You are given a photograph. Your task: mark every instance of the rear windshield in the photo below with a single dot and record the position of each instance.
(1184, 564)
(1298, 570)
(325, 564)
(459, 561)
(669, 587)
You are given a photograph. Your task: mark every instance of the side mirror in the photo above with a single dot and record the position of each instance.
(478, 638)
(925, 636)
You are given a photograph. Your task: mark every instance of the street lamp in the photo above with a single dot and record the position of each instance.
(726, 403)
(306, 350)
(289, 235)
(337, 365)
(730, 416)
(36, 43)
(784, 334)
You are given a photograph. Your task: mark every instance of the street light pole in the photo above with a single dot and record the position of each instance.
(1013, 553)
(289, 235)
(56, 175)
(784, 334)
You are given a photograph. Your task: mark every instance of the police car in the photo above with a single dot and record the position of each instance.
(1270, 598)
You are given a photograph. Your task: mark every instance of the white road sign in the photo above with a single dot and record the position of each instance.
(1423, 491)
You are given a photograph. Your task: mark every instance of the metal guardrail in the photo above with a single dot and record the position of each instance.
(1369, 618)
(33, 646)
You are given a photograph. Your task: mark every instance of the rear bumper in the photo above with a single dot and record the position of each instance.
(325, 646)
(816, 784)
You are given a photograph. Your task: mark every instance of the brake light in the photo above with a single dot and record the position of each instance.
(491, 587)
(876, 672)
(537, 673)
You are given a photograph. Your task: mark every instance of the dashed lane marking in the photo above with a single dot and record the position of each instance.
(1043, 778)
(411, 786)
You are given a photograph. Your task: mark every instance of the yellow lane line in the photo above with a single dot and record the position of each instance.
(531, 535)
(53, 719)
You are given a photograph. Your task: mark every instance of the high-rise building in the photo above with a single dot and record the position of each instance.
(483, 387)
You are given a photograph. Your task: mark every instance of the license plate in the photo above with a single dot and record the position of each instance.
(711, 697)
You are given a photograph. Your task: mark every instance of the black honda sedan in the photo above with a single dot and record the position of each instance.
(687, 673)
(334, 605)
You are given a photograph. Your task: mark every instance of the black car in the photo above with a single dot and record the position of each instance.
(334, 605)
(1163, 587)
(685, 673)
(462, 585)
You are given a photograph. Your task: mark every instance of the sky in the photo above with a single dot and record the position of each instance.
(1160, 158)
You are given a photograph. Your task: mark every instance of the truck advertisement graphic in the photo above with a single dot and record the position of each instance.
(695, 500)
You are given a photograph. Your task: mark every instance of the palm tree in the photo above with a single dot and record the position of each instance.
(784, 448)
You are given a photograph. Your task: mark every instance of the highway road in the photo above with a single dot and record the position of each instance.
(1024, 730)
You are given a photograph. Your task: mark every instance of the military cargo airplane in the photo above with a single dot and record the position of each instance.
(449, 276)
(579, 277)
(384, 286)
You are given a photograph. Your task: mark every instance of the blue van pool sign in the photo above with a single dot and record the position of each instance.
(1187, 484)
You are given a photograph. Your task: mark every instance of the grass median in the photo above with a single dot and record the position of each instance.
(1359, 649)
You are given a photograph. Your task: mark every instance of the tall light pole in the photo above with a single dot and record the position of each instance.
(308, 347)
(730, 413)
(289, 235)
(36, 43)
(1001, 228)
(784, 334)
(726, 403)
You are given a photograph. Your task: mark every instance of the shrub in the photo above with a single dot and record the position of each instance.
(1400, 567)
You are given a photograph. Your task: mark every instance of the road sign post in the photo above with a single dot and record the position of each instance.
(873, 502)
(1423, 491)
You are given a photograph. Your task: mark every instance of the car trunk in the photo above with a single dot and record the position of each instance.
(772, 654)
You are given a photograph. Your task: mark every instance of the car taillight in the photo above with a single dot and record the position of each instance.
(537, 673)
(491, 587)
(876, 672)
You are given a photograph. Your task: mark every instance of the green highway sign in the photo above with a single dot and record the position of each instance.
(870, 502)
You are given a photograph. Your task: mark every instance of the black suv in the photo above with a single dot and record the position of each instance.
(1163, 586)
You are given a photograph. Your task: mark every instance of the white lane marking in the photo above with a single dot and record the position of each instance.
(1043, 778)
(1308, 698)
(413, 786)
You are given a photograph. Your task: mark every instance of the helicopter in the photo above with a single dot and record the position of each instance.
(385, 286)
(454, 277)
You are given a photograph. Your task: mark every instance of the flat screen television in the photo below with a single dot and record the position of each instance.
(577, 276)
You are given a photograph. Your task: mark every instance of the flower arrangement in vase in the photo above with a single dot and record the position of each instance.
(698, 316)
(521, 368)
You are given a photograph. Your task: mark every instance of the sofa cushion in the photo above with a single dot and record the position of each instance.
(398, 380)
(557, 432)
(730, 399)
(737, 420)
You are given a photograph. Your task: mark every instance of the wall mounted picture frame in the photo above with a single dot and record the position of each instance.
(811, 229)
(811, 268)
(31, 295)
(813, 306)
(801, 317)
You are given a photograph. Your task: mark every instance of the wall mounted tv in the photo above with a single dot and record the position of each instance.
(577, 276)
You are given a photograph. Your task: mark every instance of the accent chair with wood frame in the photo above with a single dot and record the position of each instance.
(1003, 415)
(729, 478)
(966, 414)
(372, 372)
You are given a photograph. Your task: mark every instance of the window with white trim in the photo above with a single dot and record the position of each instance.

------------------------------

● **TASK**:
Can you recast every one of the rows above as a Markdown table with two columns, Index for the row number and Text for the line, leaving out blank lines?

● **REPLY**:
| Index | Text |
|---|---|
| 1 | You are given a photograph. Your task: mark every instance of the rear windshield in the photo below with a single dot and record the position of each instance. |
| 2 | (1184, 564) |
| 3 | (1298, 570) |
| 4 | (325, 564) |
| 5 | (459, 561) |
| 6 | (669, 587) |
| 7 | You are given a photograph. Your task: mark every instance of the side mirror in the photo above with a single dot and record the position of each instance. |
| 8 | (478, 638) |
| 9 | (925, 636) |
| 10 | You are given a photograph. Your task: mark every instance of the street lamp in the photo above with a single dot and record the position of each instance. |
| 11 | (726, 403) |
| 12 | (306, 350) |
| 13 | (289, 235) |
| 14 | (337, 365) |
| 15 | (730, 416) |
| 16 | (36, 43) |
| 17 | (784, 334) |
| 18 | You are given a photograph. Your task: mark every instance of the street light pole in the photo above with a single dot and record the position of each instance. |
| 19 | (1013, 553) |
| 20 | (289, 235) |
| 21 | (56, 175) |
| 22 | (784, 334) |
| 23 | You are given a photograph. Your task: mark every instance of the police car in the photo above with a single dot and record the position of each instance. |
| 24 | (1270, 598) |
| 25 | You are given a photograph. Your task: mark every instance of the white road sign in the photo above with a single dot and record the position of each instance. |
| 26 | (1423, 491) |
| 27 | You are given a photograph. Your task: mark every instance of the metal guardrail in the photo above with a single dot and record the position of each instance. |
| 28 | (1369, 618) |
| 29 | (33, 646) |
| 30 | You are given a photograph. Your task: mark every instance of the rear bumper in the photo above with a single dot and record the position of each instance. |
| 31 | (325, 646) |
| 32 | (816, 784) |
| 33 | You are given a photograph. Your task: mark every instance of the brake light in the photo above with a single dot and record the position of each instance. |
| 34 | (491, 587) |
| 35 | (876, 672) |
| 36 | (537, 673) |
| 37 | You are given a photograph. Your task: mark every instance of the dashed lane marking in the photo above with a single dot and record the position of each instance. |
| 38 | (1043, 778) |
| 39 | (411, 786) |
| 40 | You are given a photograph. Your task: mark every instance of the yellow lane line in the photo above with a single dot and record the position of each instance. |
| 41 | (531, 535) |
| 42 | (53, 719) |
| 43 | You are given a photograph. Your task: mark every instance of the high-rise building in the photo above with a single dot and record the position of each instance. |
| 44 | (483, 387) |
| 45 | You are given a photograph. Your task: mark every instance of the license plate in the photo above with a single dot and record the position of each instance. |
| 46 | (711, 697) |
| 47 | You are given a photograph. Your task: mark every instance of the black honda sedan in the photo above with a single dot and record the position of each instance. |
| 48 | (687, 673) |
| 49 | (334, 605) |
| 50 | You are given a photograph. Your task: mark every instance of the black car in the photo above with a single dot and record the position of each instance. |
| 51 | (334, 605) |
| 52 | (1163, 587) |
| 53 | (685, 673) |
| 54 | (462, 585) |
| 55 | You are given a photograph. Your task: mark every instance of the sky in the photo above with a single dot and record the position of each instance. |
| 56 | (1160, 158) |
| 57 | You are given a photograph. Your task: mark every instance of the truck advertisement graphic in the photo above with a single dot and record the position of each instance. |
| 58 | (695, 500) |
| 59 | You are given a photograph. Your task: mark every instance of the palm tree in the photo above with a single dot and record the position of each instance. |
| 60 | (784, 448) |
| 61 | You are given a photograph. Your task: mark every instance of the highway road in the photo above with a single dot and record the position of each instance. |
| 62 | (1024, 730) |
| 63 | You are given a photograph. Your task: mark every instance of the military cargo airplane in the photo above with a single dot and record the position of each instance. |
| 64 | (449, 276) |
| 65 | (579, 277) |
| 66 | (384, 286) |
| 67 | You are given a photograph. Your task: mark every instance of the blue van pool sign in the photo above with a single dot and record the position of each instance. |
| 68 | (1187, 484) |
| 69 | You are given a photograph. Your task: mark every instance of the grass median in the photo above with a single dot and record the position of each instance. |
| 70 | (1359, 649) |
| 71 | You are given a photograph. Your task: mark every instance of the tall light pole in the photo above with a single dot and record the position of each instance. |
| 72 | (308, 347) |
| 73 | (730, 413) |
| 74 | (289, 235) |
| 75 | (36, 43) |
| 76 | (1001, 228) |
| 77 | (784, 334) |
| 78 | (726, 403) |
| 79 | You are given a photograph. Your task: mark every instance of the shrub in the photo above with a single dot and record the position of each instance. |
| 80 | (1400, 567) |
| 81 | You are given a photograph. Your task: mark every instance of the road sign post in the photo above with a single dot and record the position of each instance. |
| 82 | (873, 502) |
| 83 | (1423, 491) |
| 84 | You are given a photograph. Your task: mark every instance of the car trunk in the photo above with a single dot and record the position of each instance. |
| 85 | (772, 654) |
| 86 | You are given a photograph. Your task: mark every instance of the car taillight in the photo above with a single dot and record the position of each instance. |
| 87 | (537, 673) |
| 88 | (491, 587) |
| 89 | (876, 672) |
| 90 | You are given a photograph. Your task: mark every instance of the green highway sign in the photo above with a single dot and record the position of each instance. |
| 91 | (870, 502) |
| 92 | You are given a photograph. Your task: mark every instance of the black suv in the photo above with a single dot and record the position of each instance. |
| 93 | (1163, 586) |
| 94 | You are given a photograph. Your task: mark every instance of the white lane marking in the photo above with a single dot and record the position of each instance. |
| 95 | (1043, 778) |
| 96 | (1308, 698) |
| 97 | (413, 786) |
| 98 | You are given a photograph. Your task: mark every instance of the helicopter in the photo above with a single dot and record the position of each instance. |
| 99 | (385, 286) |
| 100 | (454, 277) |
| 101 | You are given a photograph. Your task: mark every instance of the flat screen television in the photo below with a single dot and record the position of each instance. |
| 102 | (577, 276) |
| 103 | You are given a photograph. Your task: mark every instance of the flower arrangement in vase in the photo above with a single dot and record the position of each instance. |
| 104 | (698, 316) |
| 105 | (521, 368) |
| 106 | You are given a photograph. Your task: mark every instance of the sofa cushion in the photo above with a single dot and record the position of each instance. |
| 107 | (398, 380) |
| 108 | (557, 432) |
| 109 | (730, 399) |
| 110 | (737, 420) |
| 111 | You are given a photograph. Your task: mark every instance of the wall mounted picture frame in the photo above with a single dot and record the position of each instance. |
| 112 | (811, 229) |
| 113 | (811, 268) |
| 114 | (31, 295) |
| 115 | (813, 306) |
| 116 | (801, 317) |
| 117 | You are given a photograph. Your task: mark every instance of the wall mounted tv in the photo above with a single dot and record the position of each instance. |
| 118 | (577, 276) |
| 119 | You are given a photograph. Your task: mark every instance of the accent chair with wood frame in the photo above with a single dot and record the position of each instance. |
| 120 | (1003, 415) |
| 121 | (729, 478) |
| 122 | (966, 414) |
| 123 | (372, 372) |
| 124 | You are given a photograph. Your task: mark every instance of the window with white trim in the photo above with a single dot and record the position of each instance. |